* [Work to complete] Everything from the line that contains "Pick out the grass. One pin per instance." through the final line of the records below should be quoted exactly, except the pictures.

* [Dataset entries]
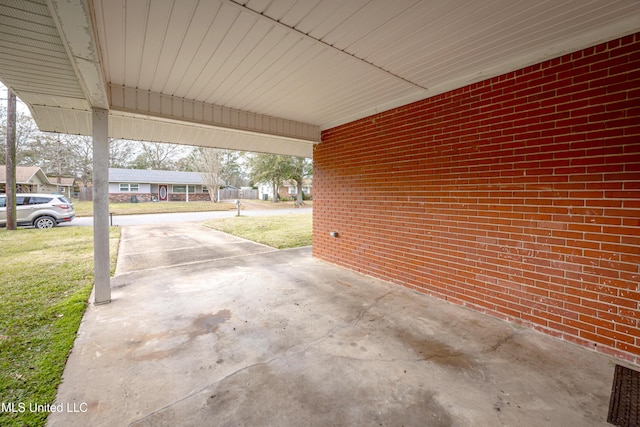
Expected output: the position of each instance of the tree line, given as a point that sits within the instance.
(62, 155)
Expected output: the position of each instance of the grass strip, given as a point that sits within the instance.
(46, 280)
(279, 231)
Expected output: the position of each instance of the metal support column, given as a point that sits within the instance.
(101, 206)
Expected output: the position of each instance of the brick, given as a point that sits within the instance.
(518, 196)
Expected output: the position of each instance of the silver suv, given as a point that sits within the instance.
(38, 210)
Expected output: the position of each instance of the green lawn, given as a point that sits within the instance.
(47, 276)
(280, 231)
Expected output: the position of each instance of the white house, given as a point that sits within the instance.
(144, 185)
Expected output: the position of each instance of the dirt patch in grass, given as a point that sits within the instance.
(278, 231)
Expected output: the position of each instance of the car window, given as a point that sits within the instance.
(39, 200)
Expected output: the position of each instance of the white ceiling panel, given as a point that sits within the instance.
(306, 65)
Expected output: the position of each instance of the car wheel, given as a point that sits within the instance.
(44, 222)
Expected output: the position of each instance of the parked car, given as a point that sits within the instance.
(38, 210)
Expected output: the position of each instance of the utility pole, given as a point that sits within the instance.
(10, 187)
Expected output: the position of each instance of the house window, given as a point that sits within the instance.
(183, 189)
(129, 188)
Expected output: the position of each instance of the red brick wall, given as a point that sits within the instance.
(518, 196)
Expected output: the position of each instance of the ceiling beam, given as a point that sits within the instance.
(76, 29)
(306, 36)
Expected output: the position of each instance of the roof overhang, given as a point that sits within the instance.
(269, 76)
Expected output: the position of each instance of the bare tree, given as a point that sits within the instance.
(208, 163)
(121, 152)
(301, 169)
(157, 155)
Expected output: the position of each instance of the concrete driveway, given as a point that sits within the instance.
(206, 329)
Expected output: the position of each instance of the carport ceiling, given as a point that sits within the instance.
(270, 75)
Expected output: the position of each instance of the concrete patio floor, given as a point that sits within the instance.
(207, 329)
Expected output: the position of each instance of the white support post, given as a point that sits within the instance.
(102, 292)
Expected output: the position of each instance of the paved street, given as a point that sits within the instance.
(174, 218)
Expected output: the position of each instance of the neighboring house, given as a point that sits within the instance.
(287, 190)
(143, 185)
(63, 185)
(31, 179)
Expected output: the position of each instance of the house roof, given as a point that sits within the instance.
(307, 182)
(64, 181)
(154, 176)
(271, 75)
(24, 174)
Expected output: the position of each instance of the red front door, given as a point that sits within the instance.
(162, 193)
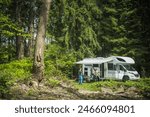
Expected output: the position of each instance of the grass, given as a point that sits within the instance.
(143, 84)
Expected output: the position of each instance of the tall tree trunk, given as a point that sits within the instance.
(19, 39)
(38, 64)
(30, 41)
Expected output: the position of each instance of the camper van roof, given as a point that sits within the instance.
(113, 59)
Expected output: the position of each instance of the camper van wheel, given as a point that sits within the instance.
(125, 78)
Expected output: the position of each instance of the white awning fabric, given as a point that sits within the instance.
(112, 59)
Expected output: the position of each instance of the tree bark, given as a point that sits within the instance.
(19, 39)
(30, 41)
(38, 64)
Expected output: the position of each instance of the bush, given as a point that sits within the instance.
(16, 71)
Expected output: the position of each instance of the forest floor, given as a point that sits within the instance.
(71, 90)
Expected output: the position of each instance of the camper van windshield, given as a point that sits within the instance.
(129, 67)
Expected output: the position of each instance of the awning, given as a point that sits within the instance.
(112, 59)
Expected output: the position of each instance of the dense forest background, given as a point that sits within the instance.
(76, 29)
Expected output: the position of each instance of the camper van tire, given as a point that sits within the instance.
(125, 78)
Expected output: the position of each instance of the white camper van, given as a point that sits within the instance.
(114, 67)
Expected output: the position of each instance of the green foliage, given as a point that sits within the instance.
(58, 60)
(53, 82)
(14, 72)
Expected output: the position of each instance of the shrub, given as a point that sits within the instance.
(15, 71)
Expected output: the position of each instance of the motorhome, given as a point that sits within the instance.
(114, 67)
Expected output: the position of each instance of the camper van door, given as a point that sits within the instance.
(121, 72)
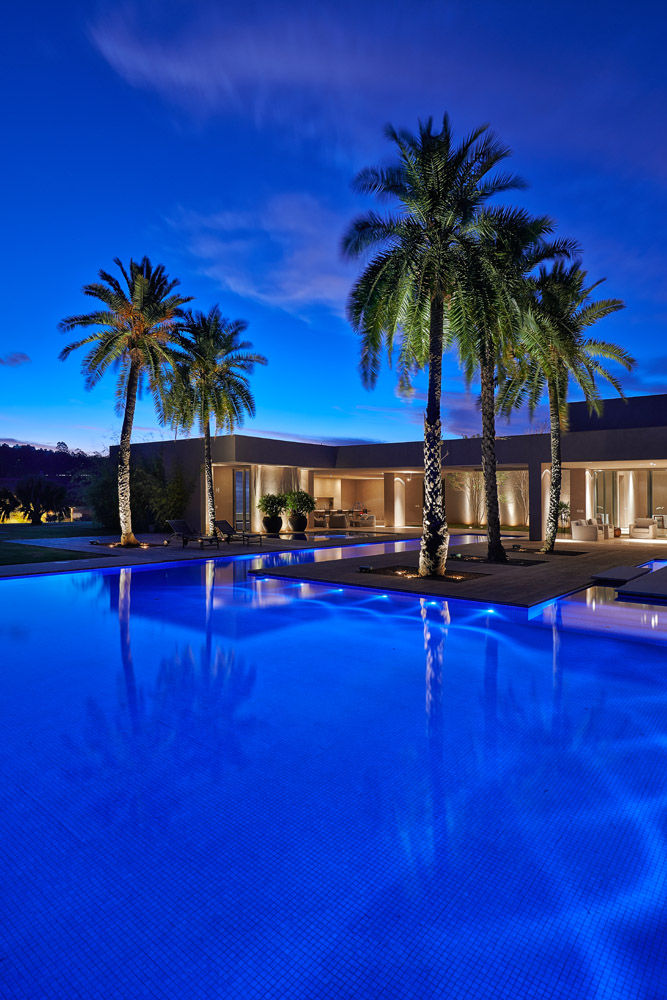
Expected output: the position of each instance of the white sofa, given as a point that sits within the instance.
(643, 527)
(586, 531)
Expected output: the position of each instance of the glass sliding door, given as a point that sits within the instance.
(242, 499)
(606, 497)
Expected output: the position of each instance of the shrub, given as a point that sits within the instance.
(8, 504)
(272, 504)
(299, 502)
(155, 495)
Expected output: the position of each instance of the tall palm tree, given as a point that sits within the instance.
(508, 245)
(557, 351)
(404, 292)
(210, 380)
(134, 331)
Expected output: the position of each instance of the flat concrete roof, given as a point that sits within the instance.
(628, 430)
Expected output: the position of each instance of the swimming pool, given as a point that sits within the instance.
(219, 786)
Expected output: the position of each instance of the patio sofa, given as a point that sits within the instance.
(643, 527)
(586, 531)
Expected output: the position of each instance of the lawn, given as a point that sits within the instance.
(65, 529)
(15, 555)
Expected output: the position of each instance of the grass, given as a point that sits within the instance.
(65, 529)
(18, 555)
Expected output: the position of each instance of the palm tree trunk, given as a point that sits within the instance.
(556, 471)
(124, 509)
(435, 539)
(495, 552)
(208, 476)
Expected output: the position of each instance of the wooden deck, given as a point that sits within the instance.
(520, 586)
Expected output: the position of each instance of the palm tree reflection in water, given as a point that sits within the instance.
(435, 618)
(144, 758)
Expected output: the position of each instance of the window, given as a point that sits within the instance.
(242, 499)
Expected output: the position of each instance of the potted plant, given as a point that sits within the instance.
(272, 506)
(299, 504)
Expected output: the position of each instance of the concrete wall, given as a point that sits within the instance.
(632, 431)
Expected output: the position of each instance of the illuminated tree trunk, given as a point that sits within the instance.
(556, 471)
(435, 539)
(124, 510)
(208, 476)
(495, 552)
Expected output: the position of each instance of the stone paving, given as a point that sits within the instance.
(522, 586)
(161, 550)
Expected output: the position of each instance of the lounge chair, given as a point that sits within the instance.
(643, 527)
(182, 530)
(223, 529)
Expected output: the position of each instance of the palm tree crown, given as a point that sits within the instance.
(137, 324)
(211, 372)
(555, 351)
(210, 380)
(483, 317)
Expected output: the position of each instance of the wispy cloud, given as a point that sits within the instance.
(15, 359)
(334, 70)
(284, 253)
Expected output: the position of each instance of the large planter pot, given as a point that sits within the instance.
(272, 524)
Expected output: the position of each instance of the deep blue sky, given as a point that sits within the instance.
(221, 139)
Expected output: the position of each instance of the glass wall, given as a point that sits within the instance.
(242, 499)
(623, 495)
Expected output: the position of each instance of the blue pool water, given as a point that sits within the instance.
(217, 786)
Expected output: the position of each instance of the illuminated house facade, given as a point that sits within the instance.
(615, 467)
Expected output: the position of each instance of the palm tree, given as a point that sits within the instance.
(508, 245)
(211, 380)
(8, 504)
(134, 331)
(557, 351)
(405, 290)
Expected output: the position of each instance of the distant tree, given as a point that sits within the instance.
(135, 329)
(8, 503)
(156, 495)
(210, 381)
(38, 496)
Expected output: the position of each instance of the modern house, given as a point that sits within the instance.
(615, 467)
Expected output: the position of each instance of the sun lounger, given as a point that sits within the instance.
(224, 530)
(182, 530)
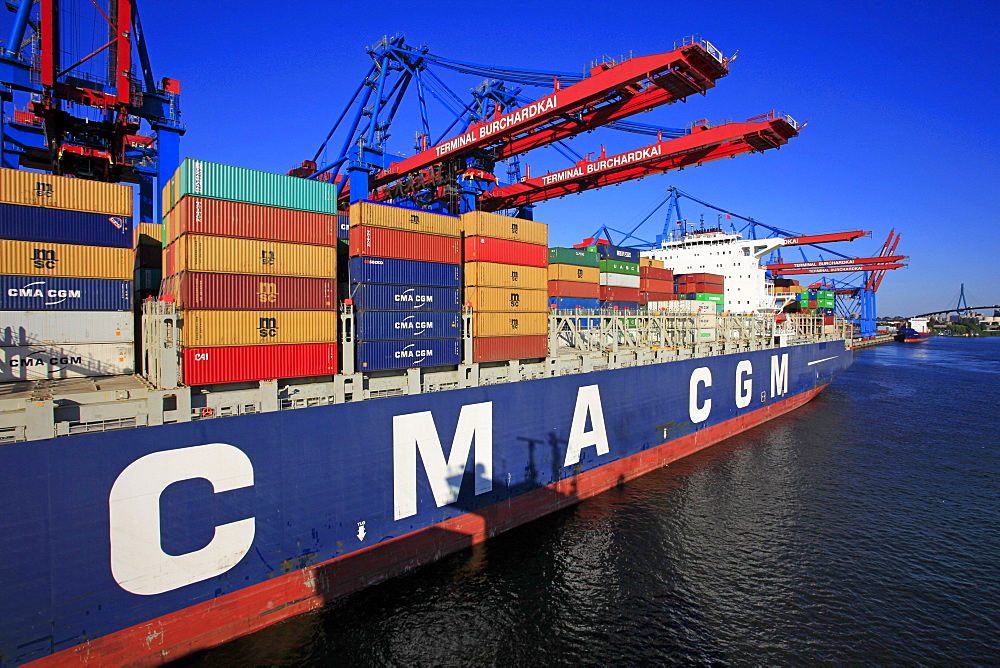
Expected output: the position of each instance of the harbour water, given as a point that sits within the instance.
(862, 528)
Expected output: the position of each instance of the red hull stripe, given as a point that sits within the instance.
(220, 620)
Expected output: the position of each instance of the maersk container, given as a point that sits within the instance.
(63, 192)
(238, 184)
(236, 364)
(216, 217)
(407, 325)
(405, 272)
(50, 362)
(29, 328)
(26, 293)
(62, 226)
(376, 297)
(385, 355)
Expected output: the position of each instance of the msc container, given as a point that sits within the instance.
(394, 217)
(202, 215)
(23, 293)
(497, 348)
(62, 226)
(28, 328)
(404, 272)
(195, 290)
(504, 251)
(384, 355)
(208, 329)
(495, 275)
(512, 300)
(401, 245)
(375, 297)
(238, 184)
(236, 364)
(407, 325)
(487, 323)
(496, 226)
(34, 258)
(49, 362)
(226, 255)
(63, 192)
(574, 272)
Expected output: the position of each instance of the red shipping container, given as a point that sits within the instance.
(504, 251)
(403, 245)
(200, 215)
(235, 292)
(496, 348)
(234, 364)
(574, 289)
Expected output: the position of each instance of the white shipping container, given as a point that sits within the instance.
(51, 362)
(28, 328)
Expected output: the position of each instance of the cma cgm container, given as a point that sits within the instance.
(236, 364)
(194, 290)
(202, 215)
(237, 184)
(62, 226)
(63, 192)
(27, 293)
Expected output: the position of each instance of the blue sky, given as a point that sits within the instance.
(901, 98)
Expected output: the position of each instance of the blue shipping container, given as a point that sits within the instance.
(61, 226)
(405, 272)
(383, 355)
(34, 293)
(371, 297)
(407, 325)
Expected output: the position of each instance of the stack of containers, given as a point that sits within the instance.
(65, 277)
(251, 262)
(405, 285)
(506, 284)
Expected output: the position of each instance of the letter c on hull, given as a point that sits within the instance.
(138, 562)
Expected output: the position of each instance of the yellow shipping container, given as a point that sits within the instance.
(495, 226)
(572, 272)
(399, 218)
(228, 255)
(510, 324)
(34, 258)
(495, 275)
(507, 300)
(63, 192)
(200, 329)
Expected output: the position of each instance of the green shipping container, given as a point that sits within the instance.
(237, 184)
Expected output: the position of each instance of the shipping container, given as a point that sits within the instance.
(496, 275)
(504, 251)
(62, 226)
(216, 217)
(220, 292)
(33, 258)
(209, 329)
(496, 226)
(49, 362)
(401, 245)
(392, 217)
(28, 328)
(513, 300)
(238, 184)
(225, 255)
(377, 297)
(63, 192)
(236, 364)
(384, 355)
(407, 325)
(498, 348)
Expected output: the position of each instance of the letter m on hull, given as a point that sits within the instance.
(416, 432)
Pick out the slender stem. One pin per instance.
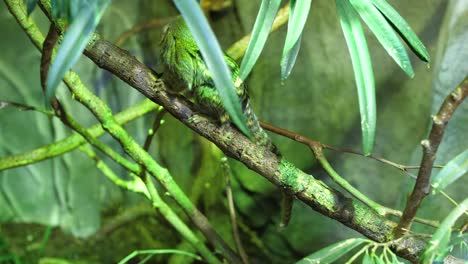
(72, 142)
(314, 193)
(104, 115)
(177, 223)
(137, 185)
(430, 145)
(232, 211)
(316, 148)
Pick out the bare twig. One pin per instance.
(153, 23)
(317, 147)
(308, 141)
(430, 146)
(232, 212)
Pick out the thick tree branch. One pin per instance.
(280, 172)
(430, 146)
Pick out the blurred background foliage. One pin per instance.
(318, 100)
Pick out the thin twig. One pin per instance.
(149, 138)
(232, 212)
(430, 146)
(308, 141)
(153, 23)
(316, 148)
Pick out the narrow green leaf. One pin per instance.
(363, 73)
(152, 252)
(30, 5)
(214, 59)
(377, 259)
(454, 169)
(74, 41)
(332, 252)
(437, 247)
(289, 59)
(299, 10)
(384, 33)
(403, 29)
(367, 259)
(60, 9)
(266, 16)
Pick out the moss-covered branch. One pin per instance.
(72, 142)
(315, 193)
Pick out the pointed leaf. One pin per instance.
(266, 16)
(367, 259)
(437, 247)
(363, 73)
(299, 10)
(214, 59)
(75, 40)
(60, 9)
(289, 59)
(30, 5)
(332, 252)
(454, 169)
(384, 33)
(403, 29)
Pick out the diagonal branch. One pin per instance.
(313, 192)
(430, 146)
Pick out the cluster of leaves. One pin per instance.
(383, 20)
(438, 247)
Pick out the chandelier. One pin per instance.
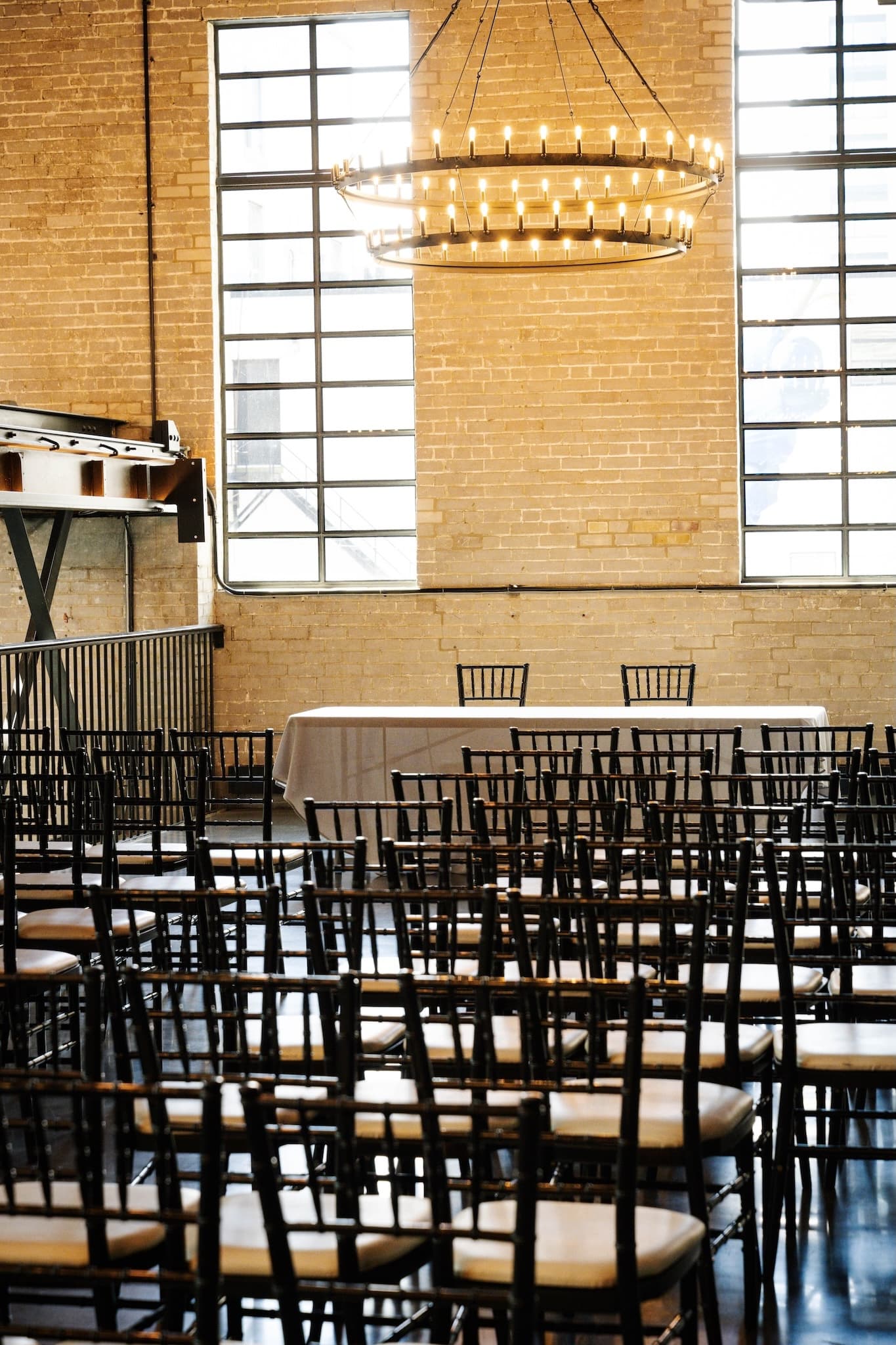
(581, 188)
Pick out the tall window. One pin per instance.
(816, 97)
(316, 340)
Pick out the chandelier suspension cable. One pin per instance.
(479, 73)
(563, 78)
(467, 61)
(645, 82)
(601, 66)
(496, 202)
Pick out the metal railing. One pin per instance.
(110, 682)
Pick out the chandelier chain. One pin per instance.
(479, 73)
(645, 82)
(557, 47)
(599, 64)
(467, 61)
(433, 41)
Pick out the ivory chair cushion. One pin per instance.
(244, 1242)
(186, 1115)
(666, 1049)
(75, 925)
(41, 1241)
(377, 1036)
(440, 1040)
(868, 979)
(43, 962)
(570, 969)
(574, 1243)
(595, 1115)
(844, 1047)
(759, 981)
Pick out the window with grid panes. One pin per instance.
(816, 142)
(316, 338)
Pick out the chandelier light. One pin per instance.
(584, 187)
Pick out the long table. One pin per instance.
(347, 751)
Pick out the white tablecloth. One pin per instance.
(347, 751)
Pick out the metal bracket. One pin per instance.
(39, 590)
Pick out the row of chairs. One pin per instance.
(508, 682)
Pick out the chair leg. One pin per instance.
(784, 1156)
(689, 1308)
(753, 1269)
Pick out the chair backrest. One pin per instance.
(492, 682)
(658, 682)
(476, 1130)
(226, 779)
(69, 1155)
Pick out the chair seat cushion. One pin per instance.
(666, 1049)
(377, 1036)
(575, 1245)
(868, 979)
(244, 1242)
(758, 981)
(75, 925)
(43, 962)
(595, 1115)
(39, 1241)
(570, 969)
(53, 885)
(844, 1047)
(186, 1115)
(440, 1040)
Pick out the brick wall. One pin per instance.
(571, 431)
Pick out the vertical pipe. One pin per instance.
(151, 241)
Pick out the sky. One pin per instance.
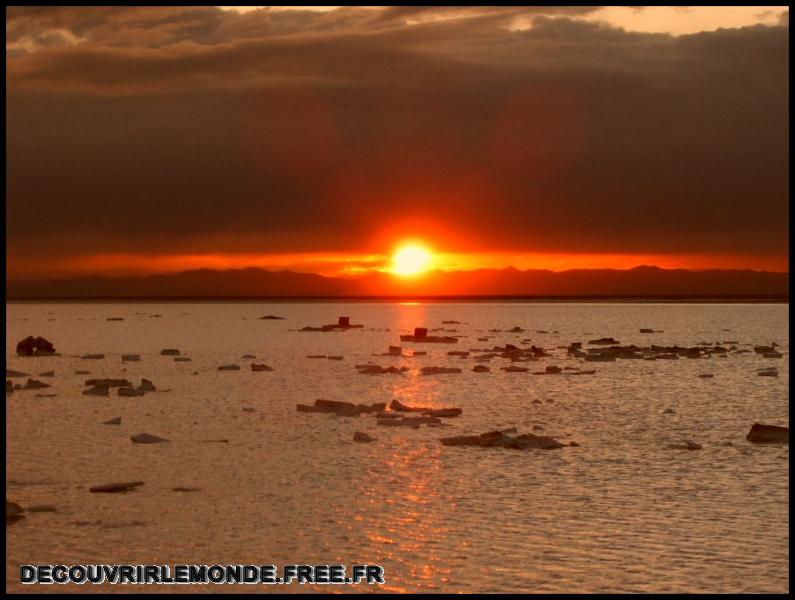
(150, 139)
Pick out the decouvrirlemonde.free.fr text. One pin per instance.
(201, 574)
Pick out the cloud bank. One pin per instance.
(517, 129)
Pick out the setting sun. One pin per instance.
(410, 259)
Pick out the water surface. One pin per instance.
(621, 512)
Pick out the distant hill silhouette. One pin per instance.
(643, 281)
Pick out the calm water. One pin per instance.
(622, 512)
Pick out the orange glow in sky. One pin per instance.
(409, 260)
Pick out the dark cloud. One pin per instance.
(161, 129)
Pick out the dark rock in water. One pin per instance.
(108, 383)
(97, 391)
(339, 408)
(768, 434)
(439, 370)
(130, 392)
(347, 409)
(687, 445)
(145, 438)
(495, 439)
(398, 406)
(147, 386)
(368, 408)
(379, 370)
(115, 488)
(421, 336)
(35, 346)
(33, 384)
(443, 412)
(604, 341)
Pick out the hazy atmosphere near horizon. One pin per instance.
(466, 299)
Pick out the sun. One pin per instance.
(410, 259)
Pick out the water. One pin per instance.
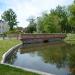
(55, 58)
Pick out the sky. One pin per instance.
(26, 8)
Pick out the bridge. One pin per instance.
(42, 37)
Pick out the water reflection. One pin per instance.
(56, 58)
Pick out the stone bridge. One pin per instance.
(42, 37)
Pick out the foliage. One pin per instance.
(7, 70)
(31, 27)
(10, 17)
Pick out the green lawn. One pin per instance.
(70, 38)
(7, 70)
(7, 44)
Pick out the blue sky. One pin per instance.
(26, 8)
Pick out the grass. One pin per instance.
(7, 70)
(7, 44)
(70, 38)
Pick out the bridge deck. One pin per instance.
(40, 37)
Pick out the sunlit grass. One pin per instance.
(7, 44)
(7, 70)
(70, 38)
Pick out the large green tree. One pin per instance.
(10, 17)
(71, 18)
(32, 25)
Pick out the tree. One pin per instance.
(32, 26)
(71, 18)
(10, 17)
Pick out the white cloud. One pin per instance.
(26, 8)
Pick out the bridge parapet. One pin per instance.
(41, 37)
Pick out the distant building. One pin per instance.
(4, 27)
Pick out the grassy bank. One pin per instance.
(70, 38)
(7, 70)
(6, 44)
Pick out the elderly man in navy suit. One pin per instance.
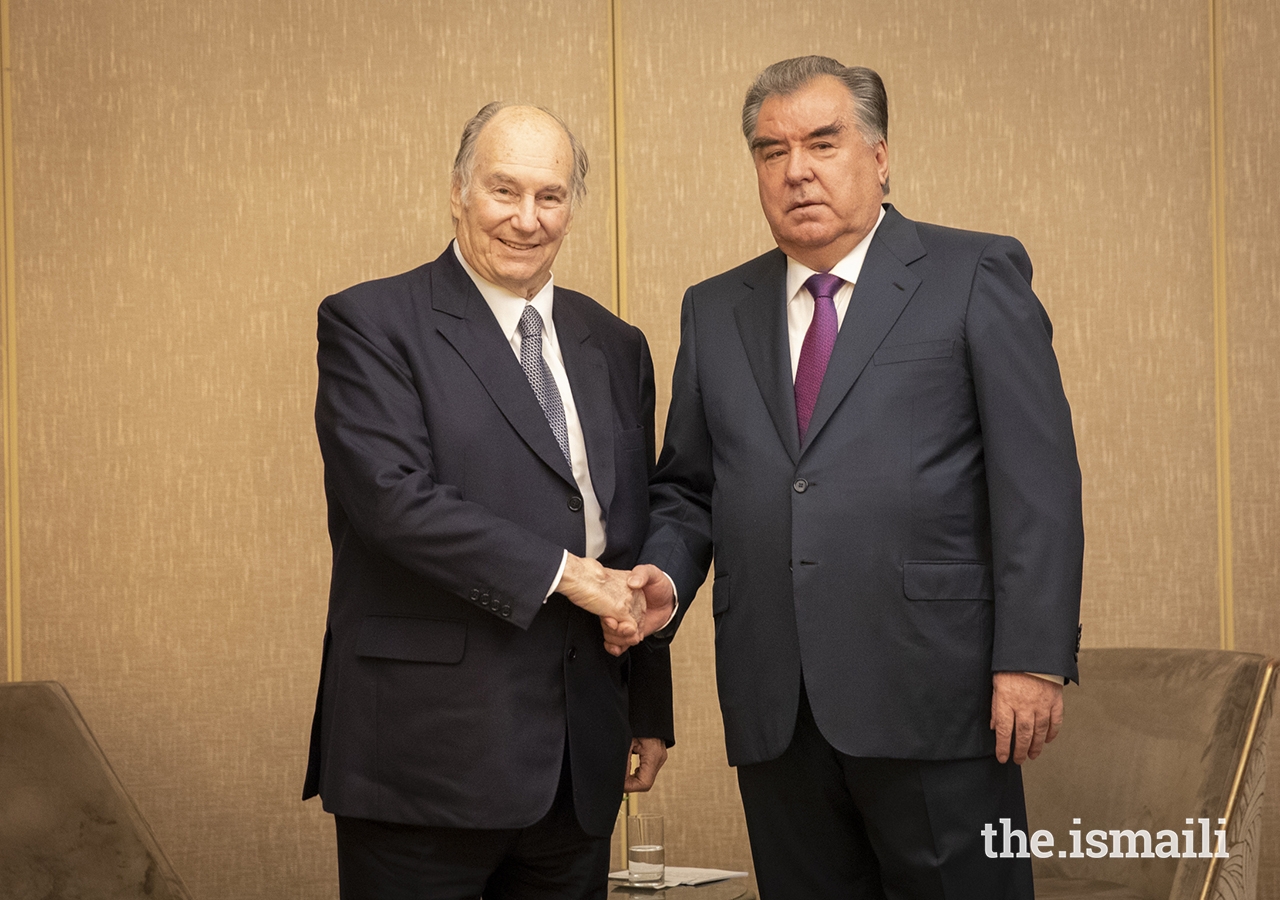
(868, 429)
(487, 439)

* [Solution below]
Pick out the grass. One pin per instance.
(7, 70)
(7, 44)
(70, 38)
Pick out the bridge deck. One pin per instance.
(40, 37)
Pick out the sunlit grass. One pin per instance.
(7, 44)
(7, 70)
(70, 38)
Pick out the large green tree. One pin per instance.
(10, 17)
(71, 18)
(32, 25)
Pick out the tree. One pin per instance.
(32, 26)
(71, 18)
(10, 17)
Pick out the white cloud. One pin per instance.
(26, 8)
Pick out the bridge parapet. One pin per instance.
(41, 37)
Pick out the distant building. One pin per instance.
(4, 27)
Pick out the grassy bank. One pin per instance.
(70, 38)
(7, 70)
(6, 44)
Pick out the elderly man in navy suit. One pin per instance.
(868, 429)
(487, 439)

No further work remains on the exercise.